====== Information supplied ======

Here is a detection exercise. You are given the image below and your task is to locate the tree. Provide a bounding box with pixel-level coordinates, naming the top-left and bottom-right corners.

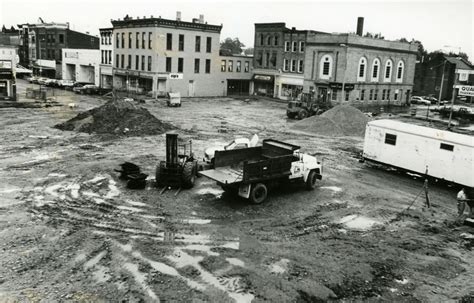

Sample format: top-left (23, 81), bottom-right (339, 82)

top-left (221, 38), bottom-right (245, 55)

======
====== Information supplied ======

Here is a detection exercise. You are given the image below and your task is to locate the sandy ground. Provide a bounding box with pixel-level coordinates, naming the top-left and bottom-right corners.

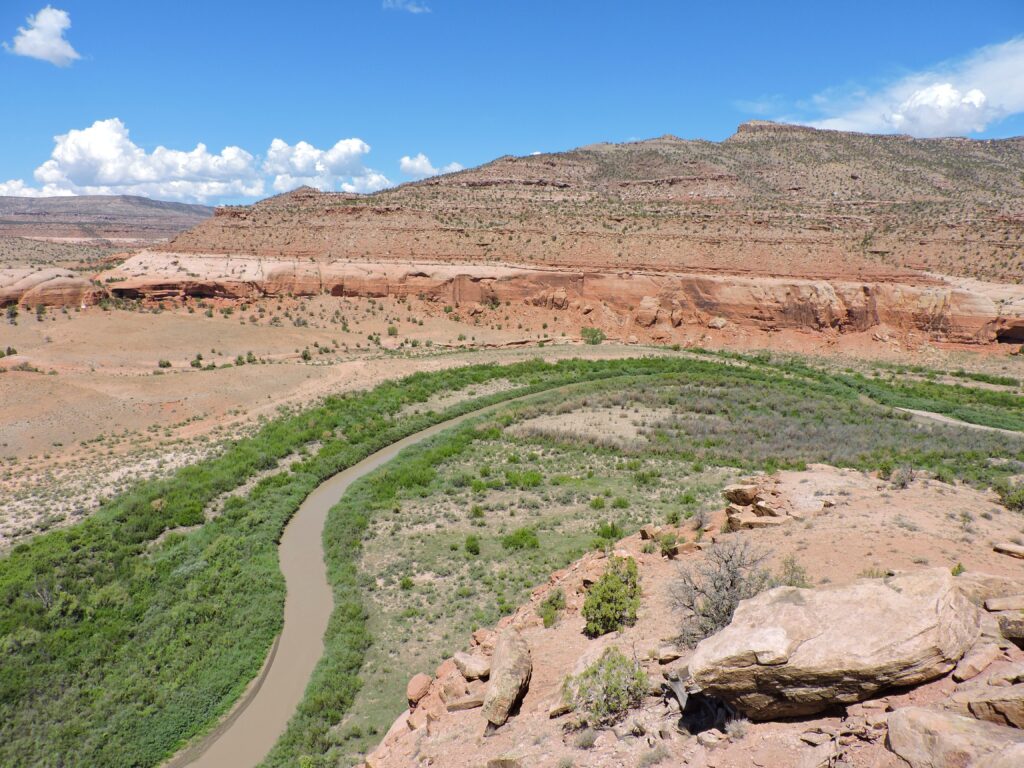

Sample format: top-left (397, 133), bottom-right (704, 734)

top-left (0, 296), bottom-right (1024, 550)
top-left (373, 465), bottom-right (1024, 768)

======

Copy the lines from the one containing "locate the tree." up to and including the one containing "top-left (221, 38), bottom-right (245, 55)", replacing "bounding box" with "frame" and keeping everything else the same. Leave the picture out.

Answer:
Here is a detection exercise. You are given the image below and your task is to locate the tree. Provide a frame with pixel-level coordinates, naming the top-left and bottom-right corners.


Sample format: top-left (23, 81), bottom-right (339, 82)

top-left (221, 38), bottom-right (245, 55)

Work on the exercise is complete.